### Your goal:
For the material below, output exactly the span from the line with "Target: white ceiling" to the line with "Locate the drawer pull;", including both, and nothing besides.

### Data for the task:
Content starts
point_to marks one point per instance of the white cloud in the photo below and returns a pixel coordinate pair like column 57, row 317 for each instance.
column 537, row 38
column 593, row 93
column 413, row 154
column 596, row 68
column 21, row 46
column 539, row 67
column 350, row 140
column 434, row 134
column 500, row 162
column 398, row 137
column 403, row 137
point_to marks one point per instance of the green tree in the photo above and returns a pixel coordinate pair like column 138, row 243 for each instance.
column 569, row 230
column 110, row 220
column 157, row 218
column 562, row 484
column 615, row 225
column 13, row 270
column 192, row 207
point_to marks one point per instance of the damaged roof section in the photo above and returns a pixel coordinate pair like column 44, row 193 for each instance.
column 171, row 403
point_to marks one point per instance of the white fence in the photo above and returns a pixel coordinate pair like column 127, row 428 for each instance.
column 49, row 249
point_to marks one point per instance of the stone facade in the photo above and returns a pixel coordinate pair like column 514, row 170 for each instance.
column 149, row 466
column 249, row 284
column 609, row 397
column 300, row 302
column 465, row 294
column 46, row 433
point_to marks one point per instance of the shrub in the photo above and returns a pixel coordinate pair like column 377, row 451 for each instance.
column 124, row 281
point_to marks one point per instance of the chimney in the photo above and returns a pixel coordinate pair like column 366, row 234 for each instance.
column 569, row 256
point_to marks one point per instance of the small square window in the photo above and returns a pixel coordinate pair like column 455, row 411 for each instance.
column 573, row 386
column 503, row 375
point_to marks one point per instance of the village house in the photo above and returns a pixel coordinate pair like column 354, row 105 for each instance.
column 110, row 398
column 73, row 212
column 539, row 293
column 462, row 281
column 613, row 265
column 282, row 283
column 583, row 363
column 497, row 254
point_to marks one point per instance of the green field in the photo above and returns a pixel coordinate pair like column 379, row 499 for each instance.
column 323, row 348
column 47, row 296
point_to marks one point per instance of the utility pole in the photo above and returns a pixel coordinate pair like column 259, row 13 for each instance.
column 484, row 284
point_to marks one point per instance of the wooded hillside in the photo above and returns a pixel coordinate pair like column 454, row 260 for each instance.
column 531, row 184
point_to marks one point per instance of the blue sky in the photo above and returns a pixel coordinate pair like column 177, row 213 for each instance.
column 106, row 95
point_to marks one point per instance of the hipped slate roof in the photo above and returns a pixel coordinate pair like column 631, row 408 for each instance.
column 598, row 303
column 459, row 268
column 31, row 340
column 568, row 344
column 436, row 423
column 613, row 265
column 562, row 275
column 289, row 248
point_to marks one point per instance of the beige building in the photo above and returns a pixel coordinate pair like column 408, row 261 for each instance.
Content ends
Content starts
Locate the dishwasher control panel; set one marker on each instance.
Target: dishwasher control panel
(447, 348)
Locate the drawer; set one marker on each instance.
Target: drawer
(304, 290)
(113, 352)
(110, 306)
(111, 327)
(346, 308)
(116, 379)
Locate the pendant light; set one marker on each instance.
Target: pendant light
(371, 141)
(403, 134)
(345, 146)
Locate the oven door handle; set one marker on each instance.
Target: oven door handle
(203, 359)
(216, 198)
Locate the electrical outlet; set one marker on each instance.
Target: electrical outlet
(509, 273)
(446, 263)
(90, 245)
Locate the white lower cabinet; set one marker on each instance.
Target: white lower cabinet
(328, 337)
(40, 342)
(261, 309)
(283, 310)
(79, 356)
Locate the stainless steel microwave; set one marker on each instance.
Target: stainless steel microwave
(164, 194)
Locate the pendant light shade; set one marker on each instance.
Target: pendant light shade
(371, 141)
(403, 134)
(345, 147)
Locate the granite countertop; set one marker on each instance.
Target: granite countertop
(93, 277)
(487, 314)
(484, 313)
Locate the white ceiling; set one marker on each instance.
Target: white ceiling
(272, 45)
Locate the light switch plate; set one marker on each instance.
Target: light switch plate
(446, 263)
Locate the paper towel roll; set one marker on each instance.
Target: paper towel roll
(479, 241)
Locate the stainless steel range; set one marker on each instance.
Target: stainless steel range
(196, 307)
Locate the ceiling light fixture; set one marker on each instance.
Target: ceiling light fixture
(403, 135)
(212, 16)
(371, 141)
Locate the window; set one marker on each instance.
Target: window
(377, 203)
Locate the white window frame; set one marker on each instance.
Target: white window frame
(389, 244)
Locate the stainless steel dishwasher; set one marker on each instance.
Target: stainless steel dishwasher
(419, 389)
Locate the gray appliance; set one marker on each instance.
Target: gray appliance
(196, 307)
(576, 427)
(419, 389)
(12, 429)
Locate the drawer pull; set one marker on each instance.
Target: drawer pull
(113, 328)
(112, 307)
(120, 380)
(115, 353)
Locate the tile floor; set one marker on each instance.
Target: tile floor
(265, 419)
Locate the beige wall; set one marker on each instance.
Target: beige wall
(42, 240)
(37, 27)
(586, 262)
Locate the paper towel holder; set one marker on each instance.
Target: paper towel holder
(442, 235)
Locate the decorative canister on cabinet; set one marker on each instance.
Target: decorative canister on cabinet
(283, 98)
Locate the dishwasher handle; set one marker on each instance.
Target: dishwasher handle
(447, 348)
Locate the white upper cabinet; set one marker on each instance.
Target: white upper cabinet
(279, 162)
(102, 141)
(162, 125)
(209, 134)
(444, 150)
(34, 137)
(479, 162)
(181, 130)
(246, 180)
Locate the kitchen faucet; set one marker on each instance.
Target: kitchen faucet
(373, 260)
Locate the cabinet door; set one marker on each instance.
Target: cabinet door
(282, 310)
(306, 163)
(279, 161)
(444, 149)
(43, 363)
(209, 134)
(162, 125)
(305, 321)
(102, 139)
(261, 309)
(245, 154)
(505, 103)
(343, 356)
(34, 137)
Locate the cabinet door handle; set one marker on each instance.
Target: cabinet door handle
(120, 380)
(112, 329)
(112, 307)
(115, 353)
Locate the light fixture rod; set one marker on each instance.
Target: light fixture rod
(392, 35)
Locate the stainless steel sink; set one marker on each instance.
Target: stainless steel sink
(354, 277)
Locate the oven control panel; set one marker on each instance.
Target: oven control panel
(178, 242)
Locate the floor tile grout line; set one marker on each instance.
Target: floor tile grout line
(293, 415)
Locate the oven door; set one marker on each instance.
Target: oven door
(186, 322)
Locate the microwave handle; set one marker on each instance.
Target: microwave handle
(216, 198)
Content ends
Content starts
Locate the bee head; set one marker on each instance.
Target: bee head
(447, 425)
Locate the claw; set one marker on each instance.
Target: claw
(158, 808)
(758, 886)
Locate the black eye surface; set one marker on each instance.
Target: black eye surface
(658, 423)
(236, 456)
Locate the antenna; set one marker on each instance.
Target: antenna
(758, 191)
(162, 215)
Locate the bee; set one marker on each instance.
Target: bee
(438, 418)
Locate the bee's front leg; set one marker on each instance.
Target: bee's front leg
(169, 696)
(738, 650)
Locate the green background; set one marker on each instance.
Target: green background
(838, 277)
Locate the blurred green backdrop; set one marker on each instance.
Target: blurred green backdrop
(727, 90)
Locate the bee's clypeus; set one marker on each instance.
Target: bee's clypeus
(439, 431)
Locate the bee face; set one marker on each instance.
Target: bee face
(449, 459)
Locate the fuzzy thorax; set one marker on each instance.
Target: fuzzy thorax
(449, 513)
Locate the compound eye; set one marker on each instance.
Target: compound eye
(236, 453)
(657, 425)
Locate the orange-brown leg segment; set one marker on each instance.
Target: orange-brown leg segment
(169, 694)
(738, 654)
Content ends
### Task solution:
Target: white ceiling
(272, 45)
Locate the light switch plate; set one marker on each instance.
Target: light switch plate
(446, 263)
Locate the paper towel roll; set one marker on each instance.
Target: paper towel roll
(479, 241)
Locate the stainless steel range; set one marker on each instance.
Target: stainless steel range
(196, 307)
Locate the ceiling light fixture; set one marker on each instance.
Target: ceiling light fixture
(403, 135)
(212, 16)
(371, 141)
Locate the window; set one marker on each instance.
Target: window
(377, 203)
Locate the white window frame; set one marker on each instance.
Target: white window frame
(389, 244)
Locate the stainless steel dishwasher; set one marker on each instance.
Target: stainless steel dishwasher
(419, 389)
Locate the gray appliance; set one marker on each instance.
Target: gray appliance
(196, 307)
(576, 427)
(419, 389)
(12, 429)
Locate the drawer pull; set one marker on each instance.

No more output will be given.